**Stated problem:**
Repeat all of the material below exactly as written, images excluded.

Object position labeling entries
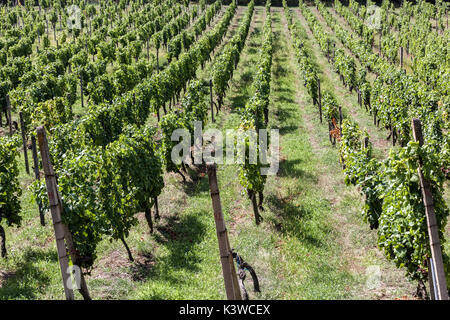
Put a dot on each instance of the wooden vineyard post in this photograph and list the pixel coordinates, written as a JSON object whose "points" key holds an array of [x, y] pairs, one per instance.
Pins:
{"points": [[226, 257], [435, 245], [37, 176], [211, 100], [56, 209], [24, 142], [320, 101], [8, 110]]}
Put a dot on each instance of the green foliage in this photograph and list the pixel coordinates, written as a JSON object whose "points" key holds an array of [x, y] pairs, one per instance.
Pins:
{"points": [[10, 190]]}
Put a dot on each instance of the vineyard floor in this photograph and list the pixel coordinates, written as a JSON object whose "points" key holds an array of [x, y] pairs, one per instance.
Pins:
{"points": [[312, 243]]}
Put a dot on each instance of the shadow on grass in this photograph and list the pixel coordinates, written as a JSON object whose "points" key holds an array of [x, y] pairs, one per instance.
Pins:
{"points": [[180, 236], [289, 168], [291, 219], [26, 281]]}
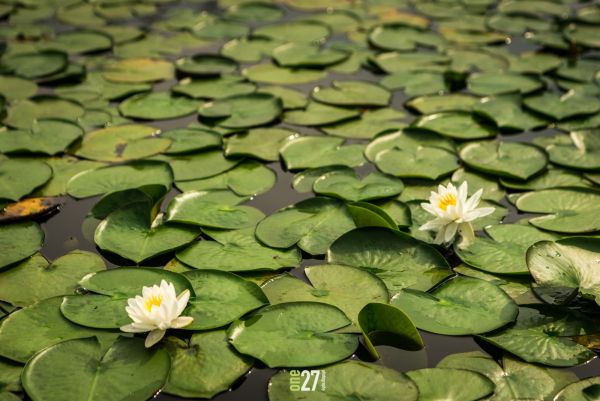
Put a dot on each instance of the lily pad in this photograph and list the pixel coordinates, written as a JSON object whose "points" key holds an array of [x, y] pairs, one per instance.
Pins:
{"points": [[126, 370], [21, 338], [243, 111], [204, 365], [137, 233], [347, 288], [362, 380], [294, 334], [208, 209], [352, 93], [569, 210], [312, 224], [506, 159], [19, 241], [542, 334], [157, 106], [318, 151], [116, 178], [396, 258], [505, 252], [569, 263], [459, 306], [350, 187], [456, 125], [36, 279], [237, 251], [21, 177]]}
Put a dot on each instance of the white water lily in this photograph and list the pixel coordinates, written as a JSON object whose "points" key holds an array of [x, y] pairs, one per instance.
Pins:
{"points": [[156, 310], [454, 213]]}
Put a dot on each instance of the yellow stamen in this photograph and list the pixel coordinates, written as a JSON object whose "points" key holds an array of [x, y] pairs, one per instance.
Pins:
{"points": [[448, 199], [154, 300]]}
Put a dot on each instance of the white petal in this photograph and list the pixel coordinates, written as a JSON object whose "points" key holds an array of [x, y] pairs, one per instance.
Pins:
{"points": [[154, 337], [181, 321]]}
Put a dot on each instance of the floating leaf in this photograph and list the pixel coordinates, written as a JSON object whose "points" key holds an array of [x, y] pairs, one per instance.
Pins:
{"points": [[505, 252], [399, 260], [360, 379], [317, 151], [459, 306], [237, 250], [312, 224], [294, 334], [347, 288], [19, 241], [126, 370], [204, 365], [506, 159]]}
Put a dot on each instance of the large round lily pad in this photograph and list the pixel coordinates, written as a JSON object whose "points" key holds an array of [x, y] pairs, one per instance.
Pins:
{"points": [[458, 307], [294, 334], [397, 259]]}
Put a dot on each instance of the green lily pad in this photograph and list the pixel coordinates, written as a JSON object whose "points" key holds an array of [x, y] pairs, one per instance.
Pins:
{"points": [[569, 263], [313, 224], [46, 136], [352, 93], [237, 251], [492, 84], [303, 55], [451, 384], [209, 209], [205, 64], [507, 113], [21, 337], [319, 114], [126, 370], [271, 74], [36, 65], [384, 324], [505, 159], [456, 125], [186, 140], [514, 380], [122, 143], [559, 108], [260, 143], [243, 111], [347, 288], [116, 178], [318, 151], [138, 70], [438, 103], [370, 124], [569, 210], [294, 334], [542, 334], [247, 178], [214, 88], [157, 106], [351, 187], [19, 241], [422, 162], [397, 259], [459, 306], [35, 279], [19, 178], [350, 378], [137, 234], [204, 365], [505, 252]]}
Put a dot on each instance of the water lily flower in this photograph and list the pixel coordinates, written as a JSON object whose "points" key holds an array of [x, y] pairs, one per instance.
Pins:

**Task result:**
Put a dot on each instance of the wooden vineyard post in this photograph and list the pixel coordinates, written as a JSON object whose "points" key holds an array of [x, y] pairs, one per instance.
Pins:
{"points": [[226, 257], [435, 245], [37, 176], [211, 100], [56, 209], [24, 142], [320, 101], [8, 110]]}
Put a dot on each instance of the green foliage in this photograph and list the pixel coordinates, written as a JSON object whose "points" key holds an array of [x, y] pairs, one per instance.
Pins:
{"points": [[10, 190]]}
Put a dot on each instance of the vineyard floor in this photograph and list the pixel coordinates, written as a JSON object whose "points" key holds an array of [x, y] pairs, one per instance.
Pins:
{"points": [[312, 243]]}
Put a dot on each instance of the shadow on grass in this photograph and list the pixel coordinates, written as a JSON object whose "points" key holds an array of [x, y] pairs, one per instance.
Pins:
{"points": [[180, 236], [289, 168], [291, 219], [26, 281]]}
Put a dot on each instance of the lily pad in this photograph and list the pixel coordinates, written as a JSON object whose "points" key holds an array of [x, y] pairs, one per instance.
Pins:
{"points": [[126, 370], [21, 338], [243, 111], [204, 365], [137, 233], [347, 288], [362, 380], [294, 334], [208, 209], [352, 93], [569, 210], [312, 224], [506, 159], [19, 241], [542, 334], [157, 106], [318, 151], [116, 178], [396, 258], [505, 252], [569, 263], [459, 306], [350, 187], [456, 125], [36, 279], [237, 251], [21, 177]]}
Put a dot on each instance of the white water lily in this photograph and list the pixel coordinates, written as a JSON object whose "points" key holds an array of [x, y] pairs, one per instance.
Pins:
{"points": [[156, 310], [454, 213]]}
Put a dot on each instance of the yellow stamen in this photograph and list the pixel coordinates, written as a JSON object whose "points" key holds an array of [x, y] pairs, one per instance.
Pins:
{"points": [[448, 199], [154, 300]]}
Put a dot on each instance of the white petal in this photograph and list the pixel coordinates, written as a JSON object whose "points" key holds an array of [x, y] pairs, one per instance.
Pins:
{"points": [[154, 337], [181, 321]]}
Put a dot on each instance of the floating leaf in this photograph and list the pixel coordinates, written as a JSON object whose "points" key holds an array of [x, y] pairs, one per instance.
Pins:
{"points": [[505, 252], [399, 260], [360, 379], [317, 151], [459, 306], [237, 250], [312, 224], [294, 334], [347, 288], [19, 241], [126, 370], [204, 365], [506, 159]]}
Put a dot on each instance of the large round lily pad in this photograph and list the pixel coordinates, written as a JSON object whose "points" key holds an array of [x, y] pairs, one per instance.
Pins:
{"points": [[458, 307], [294, 334], [397, 259]]}
Put a dot on each instance of the green lily pad in this photograph and list the pixel coordinates, written as a JSON object whose "points" key holds an array of [x, y] pairs, one per instance.
Pins:
{"points": [[569, 263], [313, 224], [46, 136], [352, 93], [237, 251], [492, 84], [303, 55], [451, 384], [209, 209], [205, 64], [507, 113], [21, 337], [319, 114], [126, 370], [271, 74], [36, 65], [384, 324], [505, 159], [456, 125], [186, 140], [514, 380], [122, 143], [559, 108], [260, 143], [243, 111], [347, 288], [116, 178], [318, 151], [138, 70], [438, 103], [370, 124], [569, 210], [294, 334], [542, 334], [247, 178], [214, 88], [157, 106], [351, 187], [19, 241], [422, 162], [397, 259], [459, 306], [35, 279], [19, 178], [350, 378], [137, 234], [204, 365], [505, 252]]}
Put a dot on each instance of the water lily flower in this photograph and list the pixel coordinates, written as a JSON object whose "points" key holds an array of [x, y] pairs, one per instance.
Pins:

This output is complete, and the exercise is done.